When the psychiatrist enters the interview chamber, he frowns. “Something was wrong with the room.” He soon realizes the problem: the wall-mounted radio has been torn down and smashed.

As the psychiatrist sits down, Brock reaches out and quickly steals the visitor’s wrist radio, crunching it in his teeth like a walnut, before handing back the ruined device with a smile, explaining: “That’s better.”

It’s soon revealed that Brock is not imprisoned because of any harm he caused to other people. His crime was instead the wanton destruction of all the information, entertainment, and communication devices in his life: he fed his phone into his kitchen garbage disposal, shot his television with a gun, poured water into his office intercommunication system, stomped his wrist radio on the sidewalk, and spooned ice cream into his car’s FM transceiver.

As Brock elaborates, he’d become fed up with the constant communication, distraction, manipulation and digital anxiety that defined the near future world in which Bradbury’s story is set:

“It’s easy to say the wrong thing on telephones; the telephone changes your meaning on you. First thing you know, you’ve made an enemy. Then, of course, the telephone’s such a convenient thing; it just sits there and demands you call someone who doesn’t want to be called. Friends were always calling, calling, calling me. Hell, I hadn’t any time of my own. When it wasn’t the telephone it was the television, the radio, the phonograph…When it wasn’t music, it was interoffice communications, and my horror chamber of a radio wristwatch on which my friends and my wife phoned every five minutes.”

(Set of tasks):
#1 In the excerpt about Bradbury's story, why had Brock wrecked his devices? Answer in one to three sentences.
#2 Repeat the part of the excerpt about Bradbury's story starting with "It’s soon revealed" and going on through "car’s FM transceiver.".

(Data records):
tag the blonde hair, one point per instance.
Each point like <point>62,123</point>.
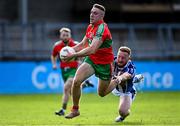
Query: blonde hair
<point>125,49</point>
<point>101,7</point>
<point>65,29</point>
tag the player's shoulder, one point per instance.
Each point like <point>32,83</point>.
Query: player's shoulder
<point>56,44</point>
<point>130,64</point>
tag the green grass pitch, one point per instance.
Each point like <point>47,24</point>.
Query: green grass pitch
<point>149,108</point>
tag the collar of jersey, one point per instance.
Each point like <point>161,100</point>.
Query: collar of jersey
<point>98,23</point>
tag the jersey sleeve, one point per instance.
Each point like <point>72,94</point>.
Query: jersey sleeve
<point>54,51</point>
<point>131,69</point>
<point>87,30</point>
<point>100,32</point>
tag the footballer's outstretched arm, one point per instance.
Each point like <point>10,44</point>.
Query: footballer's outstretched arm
<point>53,61</point>
<point>96,43</point>
<point>123,77</point>
<point>81,45</point>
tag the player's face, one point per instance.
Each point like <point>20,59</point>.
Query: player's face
<point>122,58</point>
<point>65,36</point>
<point>95,15</point>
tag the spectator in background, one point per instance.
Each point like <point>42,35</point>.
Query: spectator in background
<point>68,68</point>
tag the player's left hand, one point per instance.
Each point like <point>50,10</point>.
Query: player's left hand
<point>69,57</point>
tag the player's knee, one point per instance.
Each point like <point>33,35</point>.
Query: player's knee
<point>66,89</point>
<point>124,112</point>
<point>77,83</point>
<point>102,94</point>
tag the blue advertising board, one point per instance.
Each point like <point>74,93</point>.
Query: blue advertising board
<point>39,77</point>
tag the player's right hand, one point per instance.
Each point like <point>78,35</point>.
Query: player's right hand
<point>54,67</point>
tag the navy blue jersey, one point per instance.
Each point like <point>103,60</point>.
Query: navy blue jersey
<point>131,69</point>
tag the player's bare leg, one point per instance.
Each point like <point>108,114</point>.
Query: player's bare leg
<point>124,107</point>
<point>106,87</point>
<point>66,95</point>
<point>84,71</point>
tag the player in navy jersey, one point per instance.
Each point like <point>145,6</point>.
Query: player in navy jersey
<point>124,74</point>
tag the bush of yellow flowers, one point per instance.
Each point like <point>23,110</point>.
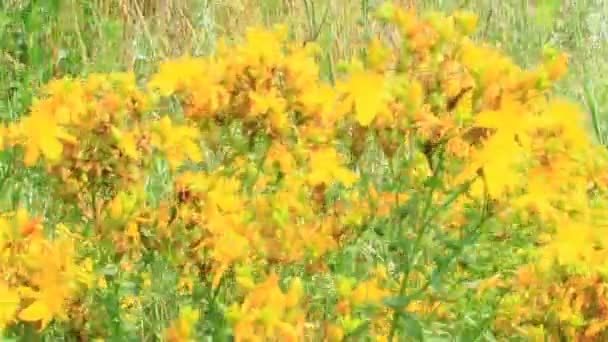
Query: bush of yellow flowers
<point>435,189</point>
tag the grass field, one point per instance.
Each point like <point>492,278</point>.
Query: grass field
<point>190,170</point>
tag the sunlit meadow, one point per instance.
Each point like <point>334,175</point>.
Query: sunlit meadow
<point>303,171</point>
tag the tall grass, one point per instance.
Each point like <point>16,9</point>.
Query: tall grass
<point>43,39</point>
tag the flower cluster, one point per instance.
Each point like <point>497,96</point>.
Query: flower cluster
<point>266,203</point>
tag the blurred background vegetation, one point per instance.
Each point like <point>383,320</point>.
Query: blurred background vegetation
<point>43,39</point>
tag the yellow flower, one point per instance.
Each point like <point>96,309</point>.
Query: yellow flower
<point>366,91</point>
<point>9,303</point>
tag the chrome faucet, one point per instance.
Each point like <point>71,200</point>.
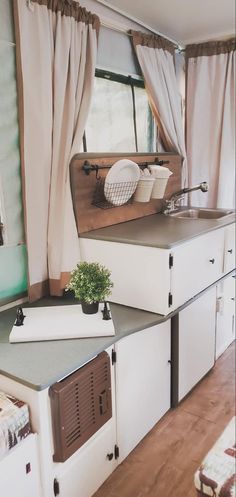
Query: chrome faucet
<point>173,203</point>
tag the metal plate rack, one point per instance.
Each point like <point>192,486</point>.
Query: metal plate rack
<point>121,193</point>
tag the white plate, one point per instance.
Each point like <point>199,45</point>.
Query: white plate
<point>123,171</point>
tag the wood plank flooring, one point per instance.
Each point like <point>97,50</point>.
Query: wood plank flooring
<point>164,462</point>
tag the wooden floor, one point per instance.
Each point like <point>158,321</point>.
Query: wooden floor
<point>164,462</point>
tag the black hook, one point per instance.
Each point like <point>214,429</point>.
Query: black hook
<point>19,317</point>
<point>106,312</point>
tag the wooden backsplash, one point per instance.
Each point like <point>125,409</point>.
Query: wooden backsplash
<point>88,216</point>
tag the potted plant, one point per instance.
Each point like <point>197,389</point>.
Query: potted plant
<point>91,284</point>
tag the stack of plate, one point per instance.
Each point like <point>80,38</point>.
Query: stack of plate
<point>121,181</point>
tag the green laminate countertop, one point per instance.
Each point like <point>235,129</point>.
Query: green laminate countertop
<point>40,364</point>
<point>158,230</point>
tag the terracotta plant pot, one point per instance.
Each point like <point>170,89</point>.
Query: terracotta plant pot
<point>89,308</point>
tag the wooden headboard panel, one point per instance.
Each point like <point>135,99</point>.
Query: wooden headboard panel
<point>88,216</point>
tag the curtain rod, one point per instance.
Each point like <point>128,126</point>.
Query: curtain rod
<point>123,31</point>
<point>6,42</point>
<point>137,21</point>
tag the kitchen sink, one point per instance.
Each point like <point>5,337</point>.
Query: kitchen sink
<point>200,213</point>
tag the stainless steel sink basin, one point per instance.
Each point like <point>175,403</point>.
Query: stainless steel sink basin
<point>200,213</point>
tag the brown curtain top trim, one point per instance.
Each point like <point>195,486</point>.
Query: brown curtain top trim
<point>73,9</point>
<point>210,48</point>
<point>152,41</point>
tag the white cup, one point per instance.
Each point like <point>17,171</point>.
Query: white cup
<point>159,188</point>
<point>144,189</point>
<point>161,175</point>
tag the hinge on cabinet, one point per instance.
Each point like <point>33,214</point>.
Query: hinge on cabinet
<point>56,487</point>
<point>113,356</point>
<point>170,300</point>
<point>171,261</point>
<point>116,451</point>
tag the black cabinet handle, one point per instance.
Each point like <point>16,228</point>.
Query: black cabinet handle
<point>110,456</point>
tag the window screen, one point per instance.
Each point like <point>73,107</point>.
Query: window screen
<point>13,280</point>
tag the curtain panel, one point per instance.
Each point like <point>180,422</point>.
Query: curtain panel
<point>156,58</point>
<point>210,121</point>
<point>56,42</point>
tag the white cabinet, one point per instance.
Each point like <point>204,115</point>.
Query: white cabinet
<point>141,274</point>
<point>196,341</point>
<point>19,470</point>
<point>87,469</point>
<point>142,384</point>
<point>196,265</point>
<point>161,280</point>
<point>225,316</point>
<point>229,249</point>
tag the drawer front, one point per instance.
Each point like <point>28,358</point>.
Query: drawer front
<point>197,264</point>
<point>229,251</point>
<point>19,470</point>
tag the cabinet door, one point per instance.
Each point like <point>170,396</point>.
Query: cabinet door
<point>140,274</point>
<point>225,317</point>
<point>197,264</point>
<point>142,384</point>
<point>19,470</point>
<point>229,251</point>
<point>196,341</point>
<point>86,470</point>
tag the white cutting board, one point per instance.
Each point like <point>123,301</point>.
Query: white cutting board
<point>59,323</point>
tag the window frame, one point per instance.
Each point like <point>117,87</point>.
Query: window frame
<point>131,81</point>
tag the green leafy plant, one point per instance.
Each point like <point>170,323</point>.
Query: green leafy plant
<point>90,282</point>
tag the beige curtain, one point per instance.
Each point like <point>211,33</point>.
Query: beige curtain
<point>56,55</point>
<point>210,119</point>
<point>156,58</point>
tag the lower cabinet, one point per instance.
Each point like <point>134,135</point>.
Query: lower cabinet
<point>19,470</point>
<point>142,384</point>
<point>83,473</point>
<point>225,316</point>
<point>193,344</point>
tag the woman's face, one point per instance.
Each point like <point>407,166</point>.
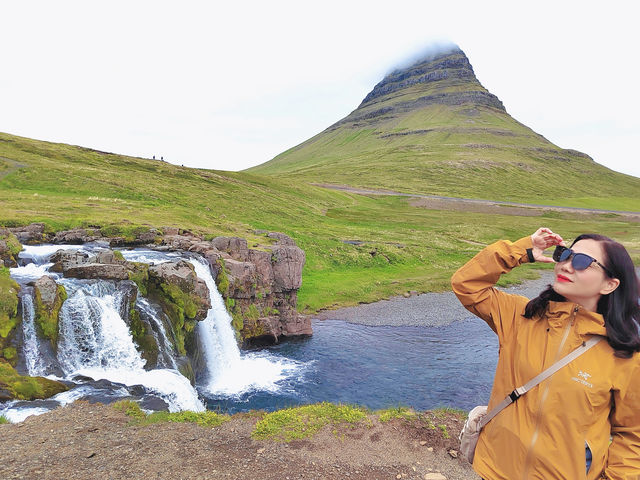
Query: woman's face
<point>584,286</point>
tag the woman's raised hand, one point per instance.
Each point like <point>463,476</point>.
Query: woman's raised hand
<point>542,239</point>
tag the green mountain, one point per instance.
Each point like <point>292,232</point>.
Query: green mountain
<point>432,128</point>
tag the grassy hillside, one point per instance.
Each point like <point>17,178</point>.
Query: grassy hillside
<point>434,129</point>
<point>400,247</point>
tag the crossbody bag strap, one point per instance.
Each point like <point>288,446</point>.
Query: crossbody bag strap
<point>518,392</point>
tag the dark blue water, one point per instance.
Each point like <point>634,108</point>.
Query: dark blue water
<point>379,367</point>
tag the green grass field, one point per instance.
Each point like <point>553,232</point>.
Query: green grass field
<point>458,148</point>
<point>404,248</point>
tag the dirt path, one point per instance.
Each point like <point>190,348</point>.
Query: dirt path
<point>93,441</point>
<point>13,166</point>
<point>480,206</point>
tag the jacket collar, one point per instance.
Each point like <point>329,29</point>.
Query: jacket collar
<point>586,323</point>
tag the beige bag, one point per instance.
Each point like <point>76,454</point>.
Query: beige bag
<point>479,417</point>
<point>471,431</point>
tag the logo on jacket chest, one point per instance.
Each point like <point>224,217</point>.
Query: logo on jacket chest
<point>584,376</point>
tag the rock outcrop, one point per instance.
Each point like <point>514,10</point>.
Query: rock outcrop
<point>49,297</point>
<point>259,284</point>
<point>9,248</point>
<point>9,316</point>
<point>14,386</point>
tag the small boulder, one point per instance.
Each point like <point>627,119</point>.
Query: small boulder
<point>287,262</point>
<point>235,246</point>
<point>97,270</point>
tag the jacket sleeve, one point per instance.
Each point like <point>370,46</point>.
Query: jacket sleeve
<point>624,451</point>
<point>474,283</point>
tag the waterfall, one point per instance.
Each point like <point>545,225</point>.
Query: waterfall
<point>96,342</point>
<point>229,372</point>
<point>155,316</point>
<point>31,345</point>
<point>92,334</point>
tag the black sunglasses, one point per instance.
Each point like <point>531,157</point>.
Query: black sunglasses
<point>579,261</point>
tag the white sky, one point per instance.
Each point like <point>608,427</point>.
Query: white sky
<point>230,85</point>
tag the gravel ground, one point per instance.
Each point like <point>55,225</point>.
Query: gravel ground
<point>84,441</point>
<point>427,309</point>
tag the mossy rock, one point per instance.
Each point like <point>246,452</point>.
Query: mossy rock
<point>139,274</point>
<point>222,279</point>
<point>19,387</point>
<point>47,318</point>
<point>142,336</point>
<point>11,248</point>
<point>8,305</point>
<point>181,307</point>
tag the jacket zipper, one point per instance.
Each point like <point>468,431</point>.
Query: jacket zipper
<point>543,397</point>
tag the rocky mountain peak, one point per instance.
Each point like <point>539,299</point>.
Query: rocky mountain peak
<point>445,76</point>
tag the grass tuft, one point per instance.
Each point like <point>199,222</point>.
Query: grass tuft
<point>391,413</point>
<point>301,422</point>
<point>207,418</point>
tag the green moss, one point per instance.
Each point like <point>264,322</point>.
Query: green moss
<point>47,318</point>
<point>139,274</point>
<point>444,412</point>
<point>8,304</point>
<point>395,412</point>
<point>252,313</point>
<point>142,336</point>
<point>205,419</point>
<point>222,279</point>
<point>129,408</point>
<point>181,307</point>
<point>14,245</point>
<point>11,355</point>
<point>27,388</point>
<point>304,421</point>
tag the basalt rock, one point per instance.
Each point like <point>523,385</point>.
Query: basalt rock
<point>30,234</point>
<point>9,248</point>
<point>259,285</point>
<point>184,298</point>
<point>64,259</point>
<point>97,270</point>
<point>14,386</point>
<point>260,288</point>
<point>49,297</point>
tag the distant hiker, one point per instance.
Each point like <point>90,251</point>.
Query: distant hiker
<point>586,416</point>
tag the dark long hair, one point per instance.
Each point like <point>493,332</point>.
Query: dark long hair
<point>620,308</point>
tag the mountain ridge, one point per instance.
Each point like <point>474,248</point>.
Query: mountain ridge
<point>432,128</point>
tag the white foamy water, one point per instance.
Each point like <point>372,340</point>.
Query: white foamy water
<point>18,414</point>
<point>149,256</point>
<point>30,272</point>
<point>31,344</point>
<point>230,372</point>
<point>96,342</point>
<point>39,254</point>
<point>165,358</point>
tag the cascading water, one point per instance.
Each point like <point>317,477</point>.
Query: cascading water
<point>94,341</point>
<point>229,372</point>
<point>31,346</point>
<point>155,315</point>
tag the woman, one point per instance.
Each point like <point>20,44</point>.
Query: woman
<point>584,421</point>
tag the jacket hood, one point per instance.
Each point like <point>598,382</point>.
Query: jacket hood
<point>587,322</point>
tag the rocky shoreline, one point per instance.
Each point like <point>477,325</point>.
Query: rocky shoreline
<point>423,310</point>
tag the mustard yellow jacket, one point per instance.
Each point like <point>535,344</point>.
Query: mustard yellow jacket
<point>592,400</point>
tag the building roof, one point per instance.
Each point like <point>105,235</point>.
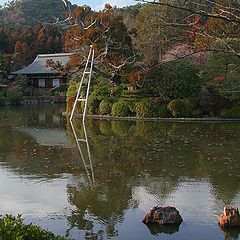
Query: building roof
<point>48,137</point>
<point>39,65</point>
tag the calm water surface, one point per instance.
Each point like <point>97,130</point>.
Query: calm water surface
<point>133,166</point>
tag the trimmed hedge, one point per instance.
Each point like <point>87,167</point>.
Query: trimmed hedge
<point>13,228</point>
<point>120,109</point>
<point>184,108</point>
<point>152,107</point>
<point>233,112</point>
<point>105,107</point>
<point>2,98</point>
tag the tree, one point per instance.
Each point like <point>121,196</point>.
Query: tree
<point>210,25</point>
<point>154,37</point>
<point>105,31</point>
<point>2,68</point>
<point>4,41</point>
<point>222,73</point>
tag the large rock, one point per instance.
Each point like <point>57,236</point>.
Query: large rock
<point>163,215</point>
<point>229,218</point>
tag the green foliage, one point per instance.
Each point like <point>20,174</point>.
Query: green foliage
<point>2,98</point>
<point>13,228</point>
<point>93,104</point>
<point>101,90</point>
<point>105,107</point>
<point>211,103</point>
<point>120,109</point>
<point>152,107</point>
<point>72,89</point>
<point>183,108</point>
<point>232,112</point>
<point>24,12</point>
<point>15,95</point>
<point>176,80</point>
<point>221,72</point>
<point>143,109</point>
<point>163,111</point>
<point>2,68</point>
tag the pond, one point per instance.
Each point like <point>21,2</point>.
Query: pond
<point>132,167</point>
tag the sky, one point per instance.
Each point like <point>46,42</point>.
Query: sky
<point>97,4</point>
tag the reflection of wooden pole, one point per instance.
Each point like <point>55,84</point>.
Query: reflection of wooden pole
<point>91,177</point>
<point>87,70</point>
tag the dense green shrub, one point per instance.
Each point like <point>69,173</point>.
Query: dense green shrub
<point>93,105</point>
<point>152,107</point>
<point>2,98</point>
<point>175,80</point>
<point>105,107</point>
<point>120,109</point>
<point>15,95</point>
<point>122,127</point>
<point>184,108</point>
<point>13,228</point>
<point>233,112</point>
<point>143,108</point>
<point>211,103</point>
<point>163,111</point>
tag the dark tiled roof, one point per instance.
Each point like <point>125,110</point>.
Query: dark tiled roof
<point>38,66</point>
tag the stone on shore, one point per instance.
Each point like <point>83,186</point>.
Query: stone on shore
<point>229,218</point>
<point>163,215</point>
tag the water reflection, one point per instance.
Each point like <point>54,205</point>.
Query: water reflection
<point>158,229</point>
<point>87,163</point>
<point>126,168</point>
<point>231,233</point>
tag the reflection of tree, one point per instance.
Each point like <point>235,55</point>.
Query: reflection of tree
<point>107,203</point>
<point>170,151</point>
<point>156,229</point>
<point>231,233</point>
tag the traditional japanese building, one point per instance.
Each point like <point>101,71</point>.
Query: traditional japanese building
<point>40,75</point>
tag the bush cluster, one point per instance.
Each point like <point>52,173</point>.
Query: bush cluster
<point>233,112</point>
<point>120,109</point>
<point>14,228</point>
<point>105,107</point>
<point>184,108</point>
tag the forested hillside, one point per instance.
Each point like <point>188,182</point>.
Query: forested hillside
<point>29,12</point>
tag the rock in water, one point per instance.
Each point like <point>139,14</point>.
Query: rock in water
<point>229,218</point>
<point>163,215</point>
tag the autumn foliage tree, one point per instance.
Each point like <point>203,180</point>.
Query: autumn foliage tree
<point>106,32</point>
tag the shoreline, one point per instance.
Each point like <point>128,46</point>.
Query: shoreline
<point>204,119</point>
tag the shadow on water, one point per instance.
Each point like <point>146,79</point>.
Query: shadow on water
<point>156,229</point>
<point>231,233</point>
<point>124,168</point>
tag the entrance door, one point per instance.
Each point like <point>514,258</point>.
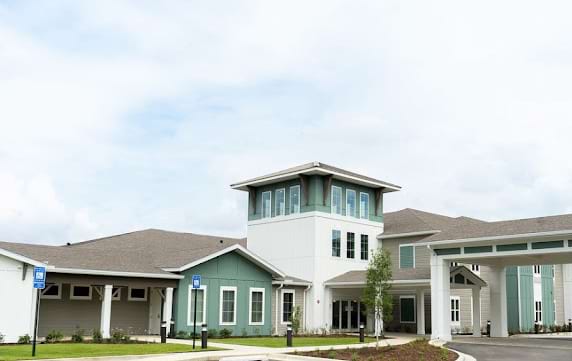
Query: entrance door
<point>155,308</point>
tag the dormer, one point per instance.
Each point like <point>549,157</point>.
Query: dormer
<point>315,187</point>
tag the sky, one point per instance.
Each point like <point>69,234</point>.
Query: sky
<point>117,116</point>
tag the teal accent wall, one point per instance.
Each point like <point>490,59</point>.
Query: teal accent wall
<point>316,197</point>
<point>512,299</point>
<point>547,280</point>
<point>230,269</point>
<point>526,298</point>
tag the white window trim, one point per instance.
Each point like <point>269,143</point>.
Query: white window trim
<point>283,202</point>
<point>360,208</point>
<point>81,298</point>
<point>290,202</point>
<point>332,200</point>
<point>227,288</point>
<point>50,297</point>
<point>116,296</point>
<point>406,245</point>
<point>293,292</point>
<point>355,205</point>
<point>456,298</point>
<point>414,309</point>
<point>129,298</point>
<point>190,311</point>
<point>262,204</point>
<point>250,292</point>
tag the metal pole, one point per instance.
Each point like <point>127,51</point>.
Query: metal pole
<point>37,317</point>
<point>195,319</point>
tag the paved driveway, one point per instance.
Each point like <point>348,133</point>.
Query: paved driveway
<point>521,349</point>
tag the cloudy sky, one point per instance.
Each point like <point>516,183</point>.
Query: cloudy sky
<point>117,116</point>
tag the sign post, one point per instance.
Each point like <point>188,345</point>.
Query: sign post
<point>196,285</point>
<point>39,284</point>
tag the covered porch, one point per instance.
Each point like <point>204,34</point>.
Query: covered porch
<point>135,305</point>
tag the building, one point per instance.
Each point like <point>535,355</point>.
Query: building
<point>311,231</point>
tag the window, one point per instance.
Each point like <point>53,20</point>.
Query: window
<point>364,250</point>
<point>266,204</point>
<point>52,292</point>
<point>350,245</point>
<point>137,294</point>
<point>406,257</point>
<point>201,294</point>
<point>336,243</point>
<point>78,292</point>
<point>287,305</point>
<point>227,305</point>
<point>407,309</point>
<point>294,199</point>
<point>455,310</point>
<point>256,310</point>
<point>538,311</point>
<point>364,205</point>
<point>351,203</point>
<point>280,202</point>
<point>336,200</point>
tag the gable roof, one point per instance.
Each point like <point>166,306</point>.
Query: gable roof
<point>316,168</point>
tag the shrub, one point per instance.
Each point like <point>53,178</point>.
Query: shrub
<point>54,336</point>
<point>96,336</point>
<point>24,339</point>
<point>225,332</point>
<point>77,336</point>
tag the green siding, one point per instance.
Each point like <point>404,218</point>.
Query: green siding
<point>512,298</point>
<point>406,257</point>
<point>547,294</point>
<point>315,200</point>
<point>526,298</point>
<point>230,269</point>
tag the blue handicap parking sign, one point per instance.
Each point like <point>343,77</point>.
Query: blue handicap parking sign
<point>40,277</point>
<point>196,281</point>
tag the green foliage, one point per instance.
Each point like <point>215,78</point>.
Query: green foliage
<point>54,336</point>
<point>296,319</point>
<point>376,293</point>
<point>24,339</point>
<point>96,336</point>
<point>225,332</point>
<point>77,336</point>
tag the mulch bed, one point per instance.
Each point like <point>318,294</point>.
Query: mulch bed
<point>413,351</point>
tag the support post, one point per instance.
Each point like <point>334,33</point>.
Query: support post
<point>440,299</point>
<point>420,298</point>
<point>498,313</point>
<point>105,324</point>
<point>168,308</point>
<point>477,312</point>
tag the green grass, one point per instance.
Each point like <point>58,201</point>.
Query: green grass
<point>297,341</point>
<point>62,350</point>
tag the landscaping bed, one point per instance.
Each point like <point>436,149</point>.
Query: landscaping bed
<point>413,351</point>
<point>297,341</point>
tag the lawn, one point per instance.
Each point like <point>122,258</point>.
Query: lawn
<point>61,350</point>
<point>299,341</point>
<point>413,351</point>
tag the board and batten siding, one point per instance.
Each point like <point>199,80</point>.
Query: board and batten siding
<point>233,270</point>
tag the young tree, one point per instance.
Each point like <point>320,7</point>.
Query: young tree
<point>376,294</point>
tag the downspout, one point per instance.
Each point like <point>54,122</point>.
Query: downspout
<point>277,301</point>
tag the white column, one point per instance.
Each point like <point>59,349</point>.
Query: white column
<point>498,314</point>
<point>105,325</point>
<point>477,312</point>
<point>168,307</point>
<point>420,297</point>
<point>567,286</point>
<point>440,299</point>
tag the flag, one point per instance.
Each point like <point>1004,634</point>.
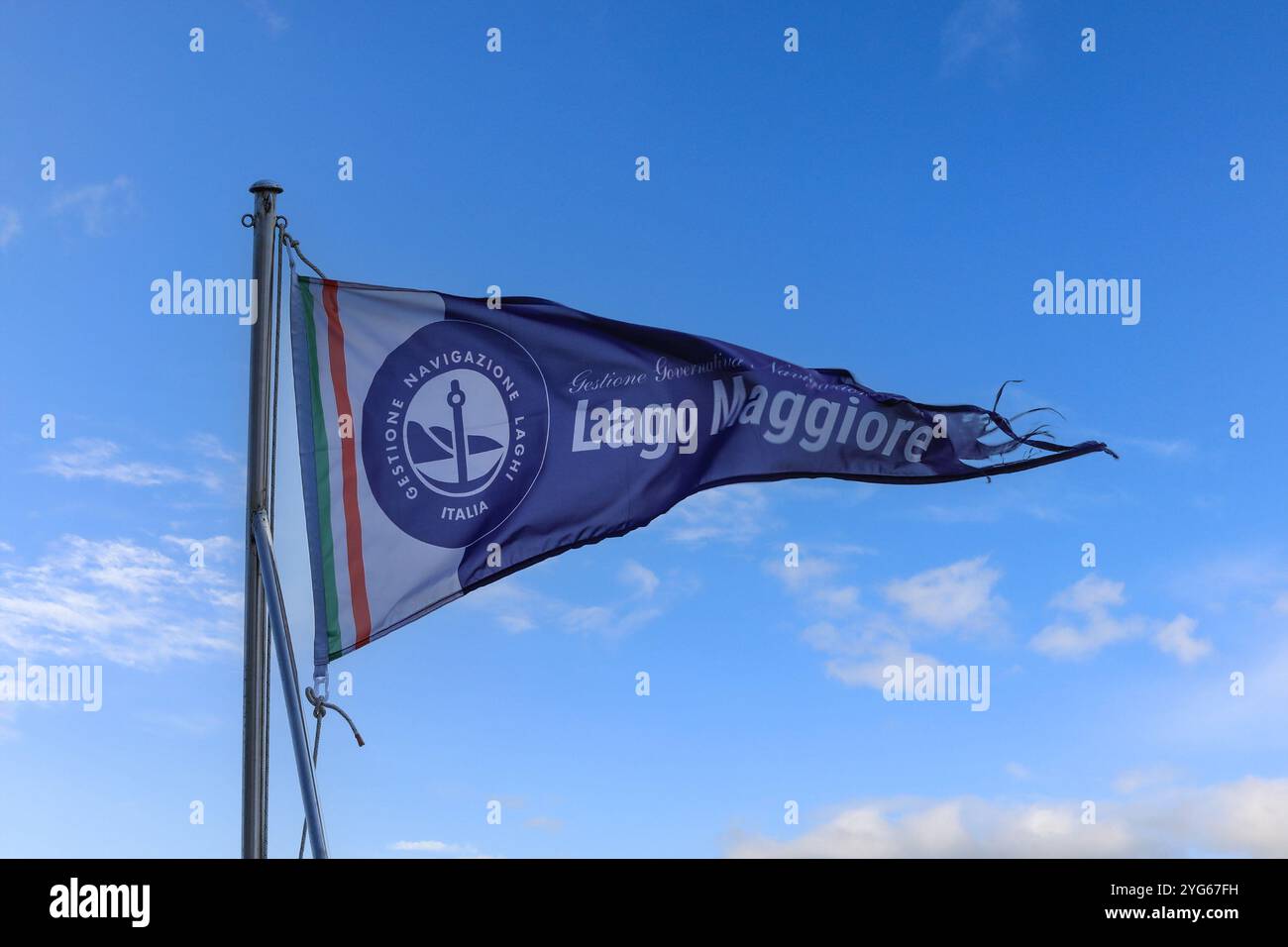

(Answers given):
#1 Brock had grown fed up with the constant communication, distraction, manipulation and digital anxiety of the near-future world he lived in. His friends and his wife were always calling him, and the telephone, television, radio, phonograph, interoffice system and radio wristwatch left him no time of his own.

#2
It’s soon revealed that Brock is not imprisoned because of any harm he caused to other people. His crime was instead the wanton destruction of all the information, entertainment, and communication devices in his life: he fed his phone into his kitchen garbage disposal, shot his television with a gun, poured water into his office intercommunication system, stomped his wrist radio on the sidewalk, and spooned ice cream into his car’s FM transceiver.